Could you carry the mailing-list post below, about unconnected inpcbs and ICMP redirects, onward from its last line?
TEXT SEGMENT start
Subject: unconnected inpcb and redirects
To: None <tech-net@netbsd.org>
From: Jun-ichiro itojun Hagino <itojun@iijlab.net>
List: tech-net
Date: 12/05/2000 00:52:26
	it looks that in_pcbnotify() needs to flush inpcb.inp_route more
	frequently for unconnected sockets, on ICMP redirect case.
	scneario is like this:
	- from unconnected inpcb, packet is sent to final destination A,
	  using gateway B.  inpcb caches the routing entry into inpcb.inp_route.
	- B was not the best gateway, so B sends an ICMP redirect.
	- because we have used an unconnected inpcb, the inpcb will not be
	  notified of ICMP redirect (see in_pcbnotify), and will keep an
	  obsolete cache entry in inpcb.inp_route.
	- ICMP redirects will be issued every time we send a packet from
	  the unconnected inpcb, to A.
	is my understanding correct?

	the shortest workaround is to have something like below (from in6_pcb.c
	on netbsd-current):

>	for (/* all inpcb */) {
>		if (do_rtchange) {
>			/*
>			 * Since a non-connected PCB might have a cached route,
>			 * we always call in6_rtchange without matching
>			 * the PCB to the src/dst pair.
>			 *
>			 * XXX: we assume in6_rtchange does not free the PCB.
>			 */
>			if (IN6_ARE_ADDR_EQUAL(&in6p->in6p_route.ro_dst.sin6_addr,
>					       &faddr6))
>				in6_rtchange(in6p, errno);
>
>			if (notify == in6_rtchange)
>				continue; /* there's nothing to do any more */
>		}
>	}

	however, i'm not really sure if this is the right thing to do
	(it solves the problem, but not sure if it is the best solution).
	if look closer, you will notice that there's a difference between
	netbsd/openbsd and freebsd/bsdi.
	in short, the difference is like this:
	- freebsd/bsdi creates cloned route (RTF_HOST) very frequently.
TEXT SEGMENT end
ENTRIES PROVIDED start
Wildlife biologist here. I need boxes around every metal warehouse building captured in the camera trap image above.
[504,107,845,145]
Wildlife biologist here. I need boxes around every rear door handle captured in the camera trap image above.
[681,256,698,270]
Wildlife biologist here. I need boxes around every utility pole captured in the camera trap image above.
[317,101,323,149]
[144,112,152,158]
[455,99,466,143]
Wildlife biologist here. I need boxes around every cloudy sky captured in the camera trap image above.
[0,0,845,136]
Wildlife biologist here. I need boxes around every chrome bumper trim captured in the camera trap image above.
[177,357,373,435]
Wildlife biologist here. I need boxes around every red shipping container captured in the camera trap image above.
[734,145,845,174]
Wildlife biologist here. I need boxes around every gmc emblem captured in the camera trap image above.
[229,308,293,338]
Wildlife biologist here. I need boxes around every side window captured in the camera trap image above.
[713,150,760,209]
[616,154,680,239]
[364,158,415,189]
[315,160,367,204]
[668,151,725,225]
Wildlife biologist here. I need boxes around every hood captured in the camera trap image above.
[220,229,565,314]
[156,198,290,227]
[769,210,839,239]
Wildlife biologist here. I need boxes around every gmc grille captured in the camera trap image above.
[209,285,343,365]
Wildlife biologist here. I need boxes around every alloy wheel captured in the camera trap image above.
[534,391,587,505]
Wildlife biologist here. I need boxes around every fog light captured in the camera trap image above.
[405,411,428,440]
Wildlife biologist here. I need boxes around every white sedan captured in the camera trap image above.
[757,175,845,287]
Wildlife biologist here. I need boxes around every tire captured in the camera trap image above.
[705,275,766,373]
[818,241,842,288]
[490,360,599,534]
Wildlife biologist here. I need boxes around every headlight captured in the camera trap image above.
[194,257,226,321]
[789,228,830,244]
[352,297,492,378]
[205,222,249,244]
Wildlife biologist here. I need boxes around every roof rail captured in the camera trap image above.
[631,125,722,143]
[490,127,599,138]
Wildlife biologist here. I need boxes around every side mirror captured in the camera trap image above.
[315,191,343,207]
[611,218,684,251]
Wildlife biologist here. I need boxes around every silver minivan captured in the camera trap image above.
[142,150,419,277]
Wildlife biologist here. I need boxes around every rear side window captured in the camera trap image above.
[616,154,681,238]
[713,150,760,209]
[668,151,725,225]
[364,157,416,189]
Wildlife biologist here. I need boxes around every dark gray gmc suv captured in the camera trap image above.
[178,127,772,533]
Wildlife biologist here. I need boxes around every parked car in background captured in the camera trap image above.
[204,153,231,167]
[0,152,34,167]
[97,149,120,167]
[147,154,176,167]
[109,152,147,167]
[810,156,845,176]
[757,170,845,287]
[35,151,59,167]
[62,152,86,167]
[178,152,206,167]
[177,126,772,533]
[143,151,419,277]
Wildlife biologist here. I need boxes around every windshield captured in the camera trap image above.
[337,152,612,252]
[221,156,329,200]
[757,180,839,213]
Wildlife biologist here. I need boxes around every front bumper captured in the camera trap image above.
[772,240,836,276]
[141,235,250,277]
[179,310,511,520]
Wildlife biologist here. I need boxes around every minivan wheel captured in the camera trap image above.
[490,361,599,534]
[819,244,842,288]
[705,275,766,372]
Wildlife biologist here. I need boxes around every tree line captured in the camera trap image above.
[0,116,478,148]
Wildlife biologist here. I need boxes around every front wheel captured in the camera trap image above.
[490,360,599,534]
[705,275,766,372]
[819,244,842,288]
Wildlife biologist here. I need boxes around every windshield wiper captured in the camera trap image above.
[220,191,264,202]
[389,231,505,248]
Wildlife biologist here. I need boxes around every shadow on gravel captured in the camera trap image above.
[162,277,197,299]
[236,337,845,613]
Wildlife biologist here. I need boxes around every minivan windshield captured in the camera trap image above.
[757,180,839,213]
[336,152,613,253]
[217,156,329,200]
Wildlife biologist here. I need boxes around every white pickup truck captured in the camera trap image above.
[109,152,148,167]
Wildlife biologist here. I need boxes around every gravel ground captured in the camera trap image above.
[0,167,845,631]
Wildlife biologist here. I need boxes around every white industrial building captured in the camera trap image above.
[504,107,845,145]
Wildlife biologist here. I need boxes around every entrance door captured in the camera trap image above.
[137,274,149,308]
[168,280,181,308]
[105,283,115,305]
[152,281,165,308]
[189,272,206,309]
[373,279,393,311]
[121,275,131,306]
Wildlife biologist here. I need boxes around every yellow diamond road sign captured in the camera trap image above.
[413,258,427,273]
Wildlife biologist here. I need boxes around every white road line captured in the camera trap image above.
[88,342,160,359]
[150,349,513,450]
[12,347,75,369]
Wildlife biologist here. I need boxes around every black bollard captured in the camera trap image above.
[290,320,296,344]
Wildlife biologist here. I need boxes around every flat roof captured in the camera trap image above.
ENTRIES PROVIDED end
- RESULT OF THE TASK -
	  for example, in_pcbconnect will create a cloned route.
	  netbsd/openbsd does not do this.

	freebsd/bsdi approach has good things, and bad things.
	good thing:
	- ensures that inpcb.inp_route is a host route, and makes it easier
	  for us to handle redirects (there's no need to flush inpcb.inp_route
	  on ICMP redirect).
	- we may be able to validate ICMP redirects/too bigs by using the
	  cloned route entries.  it will help us suppress possible remote DoS
	  attacks using ICMP
	bad things:
	-  (this is, IMHO, really bad) local DoS is very simple, like this:
		while (1) {
			sin.sin_addr.s_addr = random();
			sendto(s, &sin, sin.sin_len);
		}
	  it will overflow the routing table and kills network activity.
	  normal user can launch it easily.

	i believe netbsd/openbsd approach is better, since ICMP redirects
	are rare case (good thing 1 is bogus), and the DoS issue (bad thing 1)
	is real bad.  but netbsd/openbsd needs some improvements too, in the
	following domains:
	1. ICMP too big validation on sendto(2) cases.  the case is
	   lacking at this moment and is a obstacle to IPv6 operation.
	2. ICMP redirect validation.
	3. inpcb.inp_route refresh issue.

	what do people think?  there are too many possible solutions so i first
	need to clearify the problem...


	here are other possible ways to improve the behavior:
	- about (1) and (2), have a lowat/hiwat for # of host route entries
	  created by ICMP redirects/too bigs (no validation, make sure
	  there's no memory overflow).  i'm not sure what is the best
	  value for lowat/hiwat.  also i'm not sure about how to
	  pick a victim, and how it will behave under starvation cases.
	- about (3), don't use inpcb.inp_route for unconnected inpcb.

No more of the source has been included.